Source excerpt »
International Finance

Options Primer: Pricing and Payoffs

Main issues

  • What is an option? Calls, puts, and the four basic positions

  • Payoff diagrams: visualizing option positions at expiration

  • FX options: conventions, intrinsic value, and key price drivers

  • Put-call parity: the fundamental link between calls, puts, and forwards

  • Binomial option pricing: one period, multi-period, and convergence to Garman-Kohlhagen

This primer provides the pricing background used in Lecture 8 (Nonlinear Exposure and FX Options).

What Is an Option?

Definition

An option gives the holder the right, but not the obligation, to buy or sell an asset at a predetermined price.

  • Call option: right to buy the underlying at the strike price \(X\)

  • Put option: right to sell the underlying at the strike price \(X\)

Key distinction from forwards:

  • A forward obligates both parties. An option gives a choice.

  • This asymmetry has value — the buyer pays a premium upfront.

Long vs. short positions

Long (buyer) Short (seller/writer)
Pays Premium upfront
Receives Right to exercise Premium upfront
Risk Limited to premium Short call: potentially unlimited loss. Short put: large but bounded loss, up to \(\approx X\) per unit, net of premium
Motivation Insurance / speculation Earn premium income
  • The buyer pays for optionality — the right to walk away if the option is not favorable

  • The seller is obligated to deliver if the buyer exercises

  • Zero-sum game: buyer’s gain = seller’s loss

European vs. American

  • European option: can only be exercised at expiration

  • American option: can be exercised at any time before expiration

In foreign exchange markets:

  • Most traded FX options are European style

  • Simplifies pricing: only need to consider the terminal payoff

  • American options are more complex (early exercise premium) but rare in FX

Throughout this primer, all options are European.

Payoff Diagrams

The four basic positions

Long call: \(\max(S_T - X,\; 0)\)

  • Profits when \(S_T > X\); loss capped at zero payoff

Short call: \(-\max(S_T - X,\; 0)\)

  • Mirror image of long call; seller’s obligation

Long put: \(\max(X - S_T,\; 0)\)

  • Profits when \(S_T < X\); loss capped at zero payoff

Short put: \(-\max(X - S_T,\; 0)\)

  • Mirror image of long put; seller’s obligation

Payoff diagrams

From payoff to profit

Profit = Payoff \(-\) Premium

  • The buyer pays the premium upfront, so profit shifts the payoff curve down by the premium amount

  • Break-even for a long call: \(S_T = X + \text{Premium}\)

  • Break-even for a long put: \(S_T = X - \text{Premium}\)

  • Maximum loss for the buyer: the premium paid (limited downside)

Data for the task »
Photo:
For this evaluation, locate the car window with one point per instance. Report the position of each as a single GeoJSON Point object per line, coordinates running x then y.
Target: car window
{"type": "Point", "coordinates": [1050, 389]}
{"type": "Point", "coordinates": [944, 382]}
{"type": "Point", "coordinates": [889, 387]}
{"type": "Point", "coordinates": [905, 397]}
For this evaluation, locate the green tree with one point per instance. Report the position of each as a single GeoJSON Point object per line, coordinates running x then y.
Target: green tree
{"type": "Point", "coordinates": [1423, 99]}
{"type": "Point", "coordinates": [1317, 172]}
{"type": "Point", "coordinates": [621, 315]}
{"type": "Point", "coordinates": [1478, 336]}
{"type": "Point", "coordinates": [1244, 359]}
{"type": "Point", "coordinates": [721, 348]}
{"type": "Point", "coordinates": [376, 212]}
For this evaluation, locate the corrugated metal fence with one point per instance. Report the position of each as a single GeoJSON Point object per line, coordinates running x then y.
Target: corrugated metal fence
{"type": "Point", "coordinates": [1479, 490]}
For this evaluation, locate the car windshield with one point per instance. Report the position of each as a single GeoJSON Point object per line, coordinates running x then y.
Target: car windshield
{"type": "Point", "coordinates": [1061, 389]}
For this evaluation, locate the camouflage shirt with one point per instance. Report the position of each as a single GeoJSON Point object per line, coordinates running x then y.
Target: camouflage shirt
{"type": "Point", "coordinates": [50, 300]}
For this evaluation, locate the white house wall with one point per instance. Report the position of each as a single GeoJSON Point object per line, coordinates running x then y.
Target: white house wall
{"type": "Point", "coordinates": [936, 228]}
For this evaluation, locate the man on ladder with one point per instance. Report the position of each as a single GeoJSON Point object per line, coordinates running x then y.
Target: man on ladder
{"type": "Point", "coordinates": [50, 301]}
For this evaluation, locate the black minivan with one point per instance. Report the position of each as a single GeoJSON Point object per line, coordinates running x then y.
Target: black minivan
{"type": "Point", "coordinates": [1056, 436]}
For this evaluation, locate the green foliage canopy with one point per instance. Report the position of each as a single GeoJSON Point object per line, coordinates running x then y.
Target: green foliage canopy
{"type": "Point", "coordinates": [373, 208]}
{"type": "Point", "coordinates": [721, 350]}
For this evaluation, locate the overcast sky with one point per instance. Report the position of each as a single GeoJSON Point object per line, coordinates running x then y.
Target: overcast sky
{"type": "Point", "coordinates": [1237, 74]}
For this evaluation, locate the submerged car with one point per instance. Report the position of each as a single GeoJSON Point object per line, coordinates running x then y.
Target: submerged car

* * *

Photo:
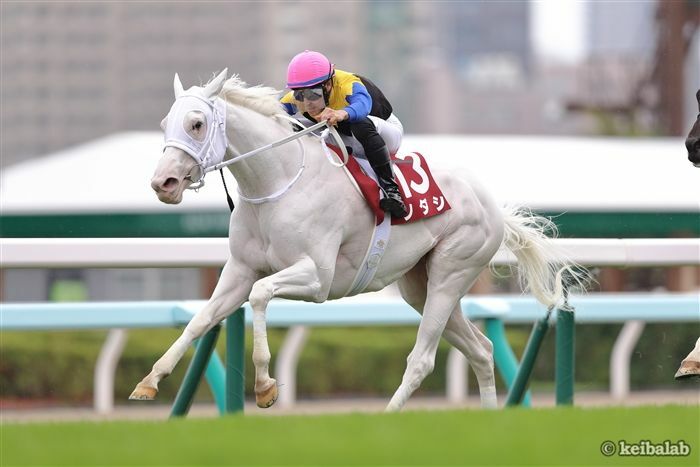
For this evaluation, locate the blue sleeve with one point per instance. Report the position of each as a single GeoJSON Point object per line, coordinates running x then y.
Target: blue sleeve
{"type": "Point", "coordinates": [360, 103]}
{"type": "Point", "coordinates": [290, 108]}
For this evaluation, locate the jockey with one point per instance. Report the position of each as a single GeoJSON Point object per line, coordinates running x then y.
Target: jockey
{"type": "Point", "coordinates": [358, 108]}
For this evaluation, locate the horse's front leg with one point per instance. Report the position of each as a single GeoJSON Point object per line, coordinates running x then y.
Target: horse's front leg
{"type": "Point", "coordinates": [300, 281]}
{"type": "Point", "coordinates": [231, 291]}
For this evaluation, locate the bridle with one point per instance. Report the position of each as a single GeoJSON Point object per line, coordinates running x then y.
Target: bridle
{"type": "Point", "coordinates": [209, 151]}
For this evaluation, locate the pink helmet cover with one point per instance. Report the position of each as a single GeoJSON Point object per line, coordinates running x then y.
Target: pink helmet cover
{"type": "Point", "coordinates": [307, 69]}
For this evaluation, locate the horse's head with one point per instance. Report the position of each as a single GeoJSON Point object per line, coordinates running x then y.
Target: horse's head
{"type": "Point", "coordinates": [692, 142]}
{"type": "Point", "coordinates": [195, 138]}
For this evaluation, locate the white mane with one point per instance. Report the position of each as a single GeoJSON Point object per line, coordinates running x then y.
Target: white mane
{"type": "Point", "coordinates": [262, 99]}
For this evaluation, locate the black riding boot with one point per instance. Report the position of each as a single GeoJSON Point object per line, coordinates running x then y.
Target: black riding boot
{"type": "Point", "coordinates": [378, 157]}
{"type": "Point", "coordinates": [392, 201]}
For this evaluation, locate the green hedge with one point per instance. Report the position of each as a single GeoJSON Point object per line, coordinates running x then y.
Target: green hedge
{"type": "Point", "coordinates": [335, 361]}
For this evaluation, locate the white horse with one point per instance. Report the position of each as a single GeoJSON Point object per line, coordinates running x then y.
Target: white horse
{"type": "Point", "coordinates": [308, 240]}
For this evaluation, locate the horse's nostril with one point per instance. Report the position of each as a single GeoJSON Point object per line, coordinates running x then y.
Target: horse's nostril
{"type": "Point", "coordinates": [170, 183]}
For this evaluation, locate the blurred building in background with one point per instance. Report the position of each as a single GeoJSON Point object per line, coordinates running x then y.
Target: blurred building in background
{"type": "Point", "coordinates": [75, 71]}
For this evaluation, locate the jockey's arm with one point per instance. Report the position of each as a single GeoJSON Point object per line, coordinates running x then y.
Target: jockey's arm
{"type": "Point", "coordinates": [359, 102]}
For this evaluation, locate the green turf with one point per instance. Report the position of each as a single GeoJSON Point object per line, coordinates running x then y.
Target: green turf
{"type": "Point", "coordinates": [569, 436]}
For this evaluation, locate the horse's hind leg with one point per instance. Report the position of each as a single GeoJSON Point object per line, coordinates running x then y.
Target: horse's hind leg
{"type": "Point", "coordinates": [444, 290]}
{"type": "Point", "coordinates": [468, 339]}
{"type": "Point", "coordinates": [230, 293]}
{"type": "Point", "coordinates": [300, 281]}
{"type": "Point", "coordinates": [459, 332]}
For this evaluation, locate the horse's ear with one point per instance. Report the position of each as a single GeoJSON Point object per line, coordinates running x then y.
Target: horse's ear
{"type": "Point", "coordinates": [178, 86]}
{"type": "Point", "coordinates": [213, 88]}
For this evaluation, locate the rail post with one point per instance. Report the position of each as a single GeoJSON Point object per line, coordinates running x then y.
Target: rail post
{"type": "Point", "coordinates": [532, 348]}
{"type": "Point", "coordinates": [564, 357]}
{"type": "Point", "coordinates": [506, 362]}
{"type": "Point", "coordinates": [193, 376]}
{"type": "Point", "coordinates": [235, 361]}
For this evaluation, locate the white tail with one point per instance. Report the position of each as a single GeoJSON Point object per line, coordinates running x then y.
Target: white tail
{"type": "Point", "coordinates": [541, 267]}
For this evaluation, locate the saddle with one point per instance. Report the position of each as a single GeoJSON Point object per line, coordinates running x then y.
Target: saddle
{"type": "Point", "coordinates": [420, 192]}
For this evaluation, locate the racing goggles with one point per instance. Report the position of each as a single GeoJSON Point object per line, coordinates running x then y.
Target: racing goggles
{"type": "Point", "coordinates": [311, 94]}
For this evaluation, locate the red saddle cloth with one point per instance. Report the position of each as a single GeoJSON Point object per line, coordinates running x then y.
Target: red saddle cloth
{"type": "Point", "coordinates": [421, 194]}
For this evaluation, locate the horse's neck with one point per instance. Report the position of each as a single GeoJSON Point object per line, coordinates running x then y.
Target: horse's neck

Task 1 »
Using the options primer, decide whether each statement agrees with it. Answer yes or no for each, and quote the text's deciding words exactly.
(a) Most traded FX options are American style.
(b) A put option gives the right to sell the underlying at the strike price.
(c) An option buyer's maximum loss is the premium paid.
Task 2 »
In the listing, copy the lines starting with the line that contains "For this evaluation, locate the white tail" and going on through the line that contains "Target: horse's neck", both included.
The options primer and the listing have no connection to each other.

Complete response 1 »
(a) No: "Most traded FX options are European style"
(b) Yes: "Put option: right to sell the underlying at the strike price"
(c) Yes: "Maximum loss for the buyer: the premium paid (limited downside)"

Complete response 2 »
For this evaluation, locate the white tail with one point per instance. Report the position of each as a single GeoJSON Point object per line, coordinates running x then y.
Target: white tail
{"type": "Point", "coordinates": [541, 267]}
For this evaluation, locate the saddle with one point per instance. Report the position of each as a single GeoJSON Point object per line, coordinates running x then y.
Target: saddle
{"type": "Point", "coordinates": [420, 192]}
For this evaluation, locate the racing goggles with one point per instance. Report the position of each as a single GeoJSON Point object per line, coordinates running x then y.
Target: racing goggles
{"type": "Point", "coordinates": [311, 94]}
For this evaluation, locate the red saddle cloth with one point per instance. Report the position of each as a single GeoJSON Point object per line, coordinates running x then y.
Target: red saddle cloth
{"type": "Point", "coordinates": [421, 194]}
For this evaluation, locate the horse's neck with one point per instance. Report the position of each as a single GeoJSON Point object per line, coordinates running x then y.
Target: horse's neck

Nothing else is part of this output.